(Extracted data entries)
↓↓↓
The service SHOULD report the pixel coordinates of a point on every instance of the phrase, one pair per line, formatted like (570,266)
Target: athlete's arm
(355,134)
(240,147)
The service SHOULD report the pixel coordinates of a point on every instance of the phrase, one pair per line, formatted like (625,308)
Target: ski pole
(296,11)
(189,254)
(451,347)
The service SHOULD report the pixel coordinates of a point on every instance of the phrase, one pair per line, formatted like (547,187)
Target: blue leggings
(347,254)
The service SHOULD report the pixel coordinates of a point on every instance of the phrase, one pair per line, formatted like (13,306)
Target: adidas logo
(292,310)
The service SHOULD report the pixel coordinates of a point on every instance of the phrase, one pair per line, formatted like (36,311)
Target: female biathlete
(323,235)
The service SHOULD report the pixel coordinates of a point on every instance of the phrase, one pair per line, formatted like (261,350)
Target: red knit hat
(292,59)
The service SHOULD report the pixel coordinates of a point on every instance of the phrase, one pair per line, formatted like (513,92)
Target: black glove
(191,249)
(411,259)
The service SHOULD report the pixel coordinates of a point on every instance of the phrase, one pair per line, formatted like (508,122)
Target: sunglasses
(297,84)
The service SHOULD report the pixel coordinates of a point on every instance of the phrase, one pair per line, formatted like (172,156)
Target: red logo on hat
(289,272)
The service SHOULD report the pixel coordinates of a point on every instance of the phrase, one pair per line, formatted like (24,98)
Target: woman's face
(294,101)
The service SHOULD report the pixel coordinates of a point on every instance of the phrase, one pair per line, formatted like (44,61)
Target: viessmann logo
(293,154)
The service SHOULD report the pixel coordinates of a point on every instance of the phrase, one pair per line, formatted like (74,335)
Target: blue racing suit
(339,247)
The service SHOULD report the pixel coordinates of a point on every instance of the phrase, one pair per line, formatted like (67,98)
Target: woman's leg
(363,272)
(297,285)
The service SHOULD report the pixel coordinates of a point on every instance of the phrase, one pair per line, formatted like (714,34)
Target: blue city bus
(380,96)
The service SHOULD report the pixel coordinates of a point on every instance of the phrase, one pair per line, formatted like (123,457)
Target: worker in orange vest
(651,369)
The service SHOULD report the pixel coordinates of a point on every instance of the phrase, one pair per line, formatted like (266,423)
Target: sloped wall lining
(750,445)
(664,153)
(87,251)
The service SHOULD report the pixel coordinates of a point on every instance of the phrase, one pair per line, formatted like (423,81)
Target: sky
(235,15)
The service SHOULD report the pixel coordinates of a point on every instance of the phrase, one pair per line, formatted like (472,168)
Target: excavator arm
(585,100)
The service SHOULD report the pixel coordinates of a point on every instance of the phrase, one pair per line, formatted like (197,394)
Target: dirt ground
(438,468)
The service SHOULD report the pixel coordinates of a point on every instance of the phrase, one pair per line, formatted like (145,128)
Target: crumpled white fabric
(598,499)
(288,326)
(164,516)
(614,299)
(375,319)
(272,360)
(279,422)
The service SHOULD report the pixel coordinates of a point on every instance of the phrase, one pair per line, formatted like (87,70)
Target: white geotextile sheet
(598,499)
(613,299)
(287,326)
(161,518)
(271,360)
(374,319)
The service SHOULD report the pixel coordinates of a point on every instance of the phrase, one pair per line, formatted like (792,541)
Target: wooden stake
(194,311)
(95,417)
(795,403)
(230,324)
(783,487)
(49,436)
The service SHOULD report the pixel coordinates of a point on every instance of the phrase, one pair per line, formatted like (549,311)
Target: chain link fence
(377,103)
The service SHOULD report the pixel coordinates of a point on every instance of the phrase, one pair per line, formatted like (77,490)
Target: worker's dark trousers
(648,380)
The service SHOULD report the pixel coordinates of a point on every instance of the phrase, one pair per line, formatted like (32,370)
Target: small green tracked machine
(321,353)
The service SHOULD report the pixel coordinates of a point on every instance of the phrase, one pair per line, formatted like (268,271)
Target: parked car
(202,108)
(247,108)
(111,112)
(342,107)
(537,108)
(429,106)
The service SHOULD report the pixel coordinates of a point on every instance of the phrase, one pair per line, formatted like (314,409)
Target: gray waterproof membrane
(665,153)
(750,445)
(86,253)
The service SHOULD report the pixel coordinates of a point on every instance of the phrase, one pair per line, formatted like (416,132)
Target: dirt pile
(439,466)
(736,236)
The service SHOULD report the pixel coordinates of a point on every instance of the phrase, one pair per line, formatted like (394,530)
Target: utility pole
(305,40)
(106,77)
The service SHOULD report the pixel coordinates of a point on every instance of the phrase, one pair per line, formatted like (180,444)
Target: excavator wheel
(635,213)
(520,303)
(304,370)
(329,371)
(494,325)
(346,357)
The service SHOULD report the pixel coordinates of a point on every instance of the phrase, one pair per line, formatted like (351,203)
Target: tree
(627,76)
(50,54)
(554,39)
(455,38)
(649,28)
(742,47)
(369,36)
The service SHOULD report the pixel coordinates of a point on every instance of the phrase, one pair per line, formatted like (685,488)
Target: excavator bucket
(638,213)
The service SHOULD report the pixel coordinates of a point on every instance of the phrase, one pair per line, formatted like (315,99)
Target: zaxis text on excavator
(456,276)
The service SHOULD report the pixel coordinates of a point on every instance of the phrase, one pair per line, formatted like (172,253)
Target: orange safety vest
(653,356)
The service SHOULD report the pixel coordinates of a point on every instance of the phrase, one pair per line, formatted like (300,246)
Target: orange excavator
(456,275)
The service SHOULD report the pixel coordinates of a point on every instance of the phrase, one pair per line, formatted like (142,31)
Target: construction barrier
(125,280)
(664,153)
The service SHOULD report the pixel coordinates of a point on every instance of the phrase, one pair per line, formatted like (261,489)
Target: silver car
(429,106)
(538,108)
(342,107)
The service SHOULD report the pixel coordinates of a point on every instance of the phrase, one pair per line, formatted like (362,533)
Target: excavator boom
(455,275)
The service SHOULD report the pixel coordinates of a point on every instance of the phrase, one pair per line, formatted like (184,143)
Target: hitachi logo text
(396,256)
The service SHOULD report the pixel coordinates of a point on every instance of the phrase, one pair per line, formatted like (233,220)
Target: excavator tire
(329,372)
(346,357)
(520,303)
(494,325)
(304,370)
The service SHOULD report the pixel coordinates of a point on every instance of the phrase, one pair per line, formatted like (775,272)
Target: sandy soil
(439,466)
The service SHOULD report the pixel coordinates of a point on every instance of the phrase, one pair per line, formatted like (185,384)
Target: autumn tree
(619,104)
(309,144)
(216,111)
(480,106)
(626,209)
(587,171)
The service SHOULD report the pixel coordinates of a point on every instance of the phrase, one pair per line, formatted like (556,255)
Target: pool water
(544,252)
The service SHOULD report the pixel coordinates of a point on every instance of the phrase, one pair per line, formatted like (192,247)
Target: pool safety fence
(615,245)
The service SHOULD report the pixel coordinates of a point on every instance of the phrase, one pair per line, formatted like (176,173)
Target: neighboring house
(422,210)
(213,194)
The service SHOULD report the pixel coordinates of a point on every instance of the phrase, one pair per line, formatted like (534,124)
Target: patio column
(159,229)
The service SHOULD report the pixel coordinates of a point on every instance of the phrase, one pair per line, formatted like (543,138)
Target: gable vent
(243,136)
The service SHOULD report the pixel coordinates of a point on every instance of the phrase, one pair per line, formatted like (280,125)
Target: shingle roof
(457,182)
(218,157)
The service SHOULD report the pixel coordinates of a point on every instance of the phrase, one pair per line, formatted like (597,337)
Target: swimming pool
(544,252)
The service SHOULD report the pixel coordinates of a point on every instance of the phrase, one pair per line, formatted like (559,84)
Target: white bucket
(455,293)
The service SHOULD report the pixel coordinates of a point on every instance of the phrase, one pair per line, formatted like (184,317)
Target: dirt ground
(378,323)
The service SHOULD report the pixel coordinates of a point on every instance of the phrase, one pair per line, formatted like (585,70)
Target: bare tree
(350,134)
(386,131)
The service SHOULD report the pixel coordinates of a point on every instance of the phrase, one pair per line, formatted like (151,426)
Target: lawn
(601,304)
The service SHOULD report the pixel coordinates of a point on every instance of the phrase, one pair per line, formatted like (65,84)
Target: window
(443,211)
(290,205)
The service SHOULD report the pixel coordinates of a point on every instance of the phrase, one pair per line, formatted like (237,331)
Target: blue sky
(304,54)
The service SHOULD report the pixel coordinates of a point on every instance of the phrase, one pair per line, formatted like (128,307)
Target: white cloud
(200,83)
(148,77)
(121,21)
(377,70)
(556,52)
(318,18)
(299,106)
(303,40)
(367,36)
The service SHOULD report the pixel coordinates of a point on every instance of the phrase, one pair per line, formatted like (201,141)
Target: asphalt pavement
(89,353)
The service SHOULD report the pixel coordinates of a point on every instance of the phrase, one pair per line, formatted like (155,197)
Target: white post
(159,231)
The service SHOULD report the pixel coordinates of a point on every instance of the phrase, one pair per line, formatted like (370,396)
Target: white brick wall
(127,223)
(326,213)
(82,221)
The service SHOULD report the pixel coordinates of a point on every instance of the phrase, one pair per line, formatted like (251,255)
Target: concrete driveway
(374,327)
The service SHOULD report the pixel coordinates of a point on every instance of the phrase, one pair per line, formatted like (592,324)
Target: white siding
↑↑↑
▸ **DIRECTIONS FOR THIS TASK**:
Look above for the line that contains "formatted like (423,81)". Starting there, transcribe every line exactly until you have copied the line that contains "formatted like (792,541)".

▸ **RESULT**:
The service SHOULD report the pixel coordinates of a point on every instance of the phrase, one pair per line, formatted like (423,81)
Target: sky
(235,15)
The service SHOULD report the pixel coordinates of a point on every instance of the phrase, one pair per line, formatted like (472,168)
Target: excavator arm
(585,100)
The service SHOULD report the pixel coordinates of a point on every instance of the phrase, one pair per line, formatted like (197,394)
Target: dirt ground
(438,468)
The service SHOULD report the pixel coordinates of a point on every instance of the phrase, one pair per line, formatted like (145,128)
Target: crumpled white fabric
(598,499)
(288,326)
(164,516)
(614,299)
(375,319)
(272,360)
(279,422)
The service SHOULD report the pixel coordinates of a point on every instance of the phrase, one pair per line, formatted like (87,70)
Target: white geotextile sheet
(598,499)
(613,299)
(287,326)
(161,518)
(271,360)
(374,319)
The service SHOULD report the pixel coordinates of a point on every instance of the phrase, one pair per line, formatted like (792,541)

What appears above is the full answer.